> _What to do_: Retype each line below without a single alteration.

(Natural language region descriptions)

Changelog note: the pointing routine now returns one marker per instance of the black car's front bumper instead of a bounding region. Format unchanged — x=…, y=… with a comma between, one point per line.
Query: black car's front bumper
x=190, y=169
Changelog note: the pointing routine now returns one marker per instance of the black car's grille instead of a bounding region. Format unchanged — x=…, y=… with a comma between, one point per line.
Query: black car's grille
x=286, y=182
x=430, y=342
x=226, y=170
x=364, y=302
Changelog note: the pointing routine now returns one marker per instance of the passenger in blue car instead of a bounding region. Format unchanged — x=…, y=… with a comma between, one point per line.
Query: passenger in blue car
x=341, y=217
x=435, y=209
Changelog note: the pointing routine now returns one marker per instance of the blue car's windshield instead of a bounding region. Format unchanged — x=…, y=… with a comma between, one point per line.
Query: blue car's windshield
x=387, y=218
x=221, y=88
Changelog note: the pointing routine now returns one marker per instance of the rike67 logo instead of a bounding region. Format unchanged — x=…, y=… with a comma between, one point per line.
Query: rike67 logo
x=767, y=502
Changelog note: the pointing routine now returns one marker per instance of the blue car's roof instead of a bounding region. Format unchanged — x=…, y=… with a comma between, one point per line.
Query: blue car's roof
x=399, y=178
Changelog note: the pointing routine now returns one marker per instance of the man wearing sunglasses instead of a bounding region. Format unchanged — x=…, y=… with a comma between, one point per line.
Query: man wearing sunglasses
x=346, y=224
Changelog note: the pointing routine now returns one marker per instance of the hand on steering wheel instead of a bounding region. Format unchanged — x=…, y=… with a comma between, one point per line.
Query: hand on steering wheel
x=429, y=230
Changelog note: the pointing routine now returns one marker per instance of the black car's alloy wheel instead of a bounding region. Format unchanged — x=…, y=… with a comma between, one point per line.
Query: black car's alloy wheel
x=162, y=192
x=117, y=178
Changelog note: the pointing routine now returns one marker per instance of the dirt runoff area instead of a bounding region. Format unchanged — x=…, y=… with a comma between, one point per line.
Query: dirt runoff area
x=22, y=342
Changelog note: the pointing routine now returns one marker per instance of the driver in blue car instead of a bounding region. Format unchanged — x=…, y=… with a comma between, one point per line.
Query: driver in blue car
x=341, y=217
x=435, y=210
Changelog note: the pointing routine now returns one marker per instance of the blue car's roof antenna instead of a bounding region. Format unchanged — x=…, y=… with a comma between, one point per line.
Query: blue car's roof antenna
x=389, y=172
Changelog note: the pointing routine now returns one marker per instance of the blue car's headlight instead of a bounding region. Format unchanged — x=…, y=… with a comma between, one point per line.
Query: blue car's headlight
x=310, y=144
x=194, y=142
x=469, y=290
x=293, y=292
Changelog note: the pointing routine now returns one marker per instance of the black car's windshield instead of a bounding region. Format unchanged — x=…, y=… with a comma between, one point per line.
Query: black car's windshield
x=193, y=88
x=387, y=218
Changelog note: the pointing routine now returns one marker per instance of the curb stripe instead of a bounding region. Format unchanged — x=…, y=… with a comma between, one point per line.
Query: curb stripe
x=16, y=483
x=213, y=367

> _Written response_:
Changelog note: the pointing routine now returns one marker per instance of the black car's front bumper instead of a bounding region. Format unchanged — x=…, y=… with a comma between, one point per line.
Query: black car's front bumper
x=190, y=169
Changelog note: the pointing routine now returns one marker per instance of the black car's grille instead of a bounding region. Format unchanged — x=…, y=… with a comma between, one point per line.
Query: black car's grille
x=286, y=182
x=430, y=342
x=226, y=170
x=364, y=302
Changelog note: the pointing routine now returns one marker per instance of the passenger in blue car instead of a bounding region. Format unchanged — x=…, y=… with a comma between, one point per line.
Query: passenger in blue car
x=341, y=217
x=435, y=209
Changelog note: the pointing routine now returns one marker per instance of the blue car's windshield instead of a bounding region. Format unchanged — x=…, y=… with a comma between, one point per line.
Query: blue car's windshield
x=387, y=218
x=221, y=88
Changelog note: the pointing routine now returns one marker per instance of the rike67 logo instead of a bounding region. Format unchanged — x=…, y=… with a comma between, one point per line.
Query: rike67 logo
x=767, y=502
Changelog note: the pointing routine now returns one marker per instance of the blue car's roof instead of a bounding region. Format unchanged — x=…, y=… with a comma between, one point per line.
Query: blue car's roof
x=399, y=178
Changelog note: the pointing routine now returns one marker per instance of the man wearing sunglasses instead of a bounding region. Format unchanged — x=…, y=… with a comma between, one point per line.
Query: man wearing sunglasses
x=346, y=224
Changelog note: the pointing routine now returns one marker per instance of the hand on steering wheel instead of a bounding region. Format unchanged — x=…, y=… with a comma between, one point per line.
Query: hand on steering wheel
x=429, y=230
Changelog note: the pointing routine now returns one marker per instance of the black car's alloy wheel instead of a bounding region. Format unchanged — x=…, y=… with a comma between, one point per line.
Query: black car's alloy wheel
x=162, y=192
x=117, y=178
Changelog note: the pointing routine now returns one marker per instance of the dirt runoff area instead of a bounding region. Format unchanged — x=…, y=… with a comma between, one point per line.
Query: dirt runoff area
x=22, y=342
Changelog note: the pointing routine now returns one marker per instance of the driver in blue car instead of a bounding region. Format unchanged — x=…, y=… with a comma between, one point per line.
Query: driver in blue car
x=341, y=217
x=435, y=210
Changelog note: the pointing routine now returns one marker per instance of the blue car's roof antenna instead of a bounding region. Format unchanged — x=…, y=… with a comma between, one point per line.
Query: blue car's roof antenna
x=389, y=172
Changelog note: the pointing routine now returns one marker per instance of the blue car's headlight instead of a bounding region. Format unchanged — x=…, y=… with a comma between, one point per line.
Query: blue car's headlight
x=310, y=144
x=194, y=142
x=469, y=290
x=293, y=292
Changelog note: the pointing routine now returns one marker per instance of the black car's windshield instead of a bounding region. Format unchanged — x=…, y=… with a comma between, one point per line.
Query: black car's windshield
x=193, y=88
x=387, y=218
Changelog note: the pointing routine now returns one marker per instance of the curb stripe instead of a bounding region. Format unchanged — x=…, y=… with a comma between, one point per line.
Query: curb stripe
x=16, y=483
x=213, y=367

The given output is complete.